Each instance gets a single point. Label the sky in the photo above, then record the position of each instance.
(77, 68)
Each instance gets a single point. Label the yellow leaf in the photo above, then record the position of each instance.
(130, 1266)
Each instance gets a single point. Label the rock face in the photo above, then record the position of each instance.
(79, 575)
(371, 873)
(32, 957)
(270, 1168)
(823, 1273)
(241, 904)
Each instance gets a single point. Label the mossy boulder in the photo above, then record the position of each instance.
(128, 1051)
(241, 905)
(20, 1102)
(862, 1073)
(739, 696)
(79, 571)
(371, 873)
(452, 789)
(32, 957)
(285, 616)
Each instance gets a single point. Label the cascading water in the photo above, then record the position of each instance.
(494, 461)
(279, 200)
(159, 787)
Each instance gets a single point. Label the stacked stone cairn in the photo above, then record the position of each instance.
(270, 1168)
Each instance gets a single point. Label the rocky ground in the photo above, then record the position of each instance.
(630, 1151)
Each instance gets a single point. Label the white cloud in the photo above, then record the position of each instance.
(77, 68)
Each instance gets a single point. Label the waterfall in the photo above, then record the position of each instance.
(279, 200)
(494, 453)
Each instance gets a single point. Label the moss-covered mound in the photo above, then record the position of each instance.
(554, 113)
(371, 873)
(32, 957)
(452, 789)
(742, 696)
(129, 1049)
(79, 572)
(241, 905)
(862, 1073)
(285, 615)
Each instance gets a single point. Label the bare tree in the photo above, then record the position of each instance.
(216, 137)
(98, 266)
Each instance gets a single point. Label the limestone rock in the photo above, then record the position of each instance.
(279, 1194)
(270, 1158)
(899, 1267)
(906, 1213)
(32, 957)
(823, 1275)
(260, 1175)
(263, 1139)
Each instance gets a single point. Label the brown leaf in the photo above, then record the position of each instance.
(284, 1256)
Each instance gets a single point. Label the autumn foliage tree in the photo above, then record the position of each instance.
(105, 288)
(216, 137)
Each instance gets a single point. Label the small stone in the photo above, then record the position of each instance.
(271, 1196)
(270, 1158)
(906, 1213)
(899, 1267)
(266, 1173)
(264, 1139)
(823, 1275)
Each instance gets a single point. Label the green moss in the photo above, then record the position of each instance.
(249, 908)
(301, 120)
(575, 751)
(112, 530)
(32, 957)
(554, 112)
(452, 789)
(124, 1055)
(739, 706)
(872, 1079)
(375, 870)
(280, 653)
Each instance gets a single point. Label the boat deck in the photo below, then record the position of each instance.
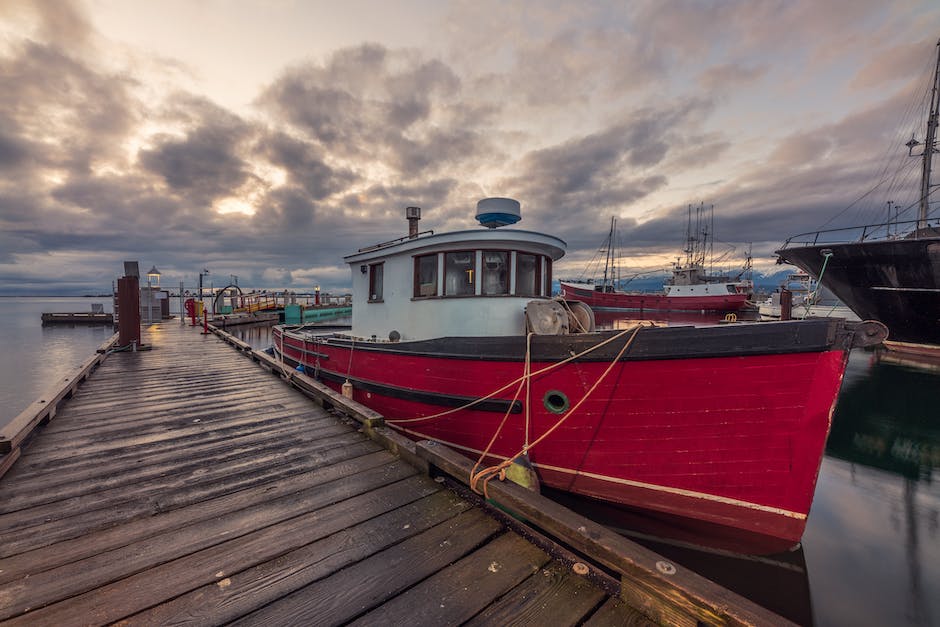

:::::

[Exercise details]:
Keeping every word as it is, write out all the data and omit the pictures.

[Task output]:
Each instance gets a single point. Label the sky in the photo above, then record the position of each instance.
(77, 68)
Each instance gets a single point. Label the yellow leaf in the photo above, then record the position of each instance.
(130, 1266)
Each instance gets a single point. Label the rock face in the photo above, then record the position of each instance.
(79, 575)
(371, 873)
(32, 957)
(270, 1168)
(823, 1273)
(241, 904)
Each instance gets a single point. Label the mossy boulder in the photo above, then record the position of each instance.
(128, 1051)
(241, 905)
(20, 1102)
(862, 1073)
(739, 696)
(79, 571)
(371, 873)
(452, 789)
(32, 957)
(285, 616)
Each instance gets a single point. Label the cascading water in the photo above, then record the position of each instance.
(494, 461)
(279, 200)
(159, 787)
Each instance gets a single point. Label the stacked stone cairn in the photo above, then record the position of each instance.
(270, 1168)
Each instance gets a single point. Label the rocky ground in the photo above, then record the position of each instance.
(630, 1151)
Each instance gets a single point. Label the white cloud in the photo above, then record the position of each instance.
(77, 68)
Each instance gets a single point. Label the waterfall in the photo above, then record the position of each instance.
(279, 200)
(494, 453)
Each instance gets a single point. Label the moss-covered mound in the photo above, then record the position of each instance.
(554, 113)
(371, 873)
(32, 957)
(452, 789)
(742, 696)
(129, 1049)
(79, 572)
(241, 905)
(862, 1073)
(285, 615)
Each instance gets a single point. Label the bare tree in the photo above, then record the position of each instance.
(216, 137)
(98, 266)
Each instance gets a single point. Label the limestone rock in the photo above, then record the position of each instance.
(279, 1194)
(270, 1158)
(899, 1267)
(906, 1213)
(32, 957)
(823, 1275)
(260, 1175)
(263, 1139)
Each instance gets a single point. Label the brown leaf in the photo above, then record the position of each instance.
(284, 1256)
Each instance gets a single point. Label the autumn foliage tree in the photo above, then record the position of each instance.
(105, 288)
(216, 137)
Each instance gets a single point. Label the small stone in the photo above, then record the position of each instance.
(271, 1196)
(270, 1158)
(906, 1213)
(899, 1267)
(266, 1173)
(264, 1139)
(823, 1275)
Each instance gets a single point. Label the green moss in the photo above, then record the position of each instance.
(249, 908)
(301, 120)
(575, 751)
(112, 530)
(32, 957)
(554, 112)
(452, 789)
(124, 1055)
(739, 706)
(872, 1079)
(375, 870)
(280, 653)
Each instance gets a single point. Label the boat deck in the photo below, then record the position of each instance.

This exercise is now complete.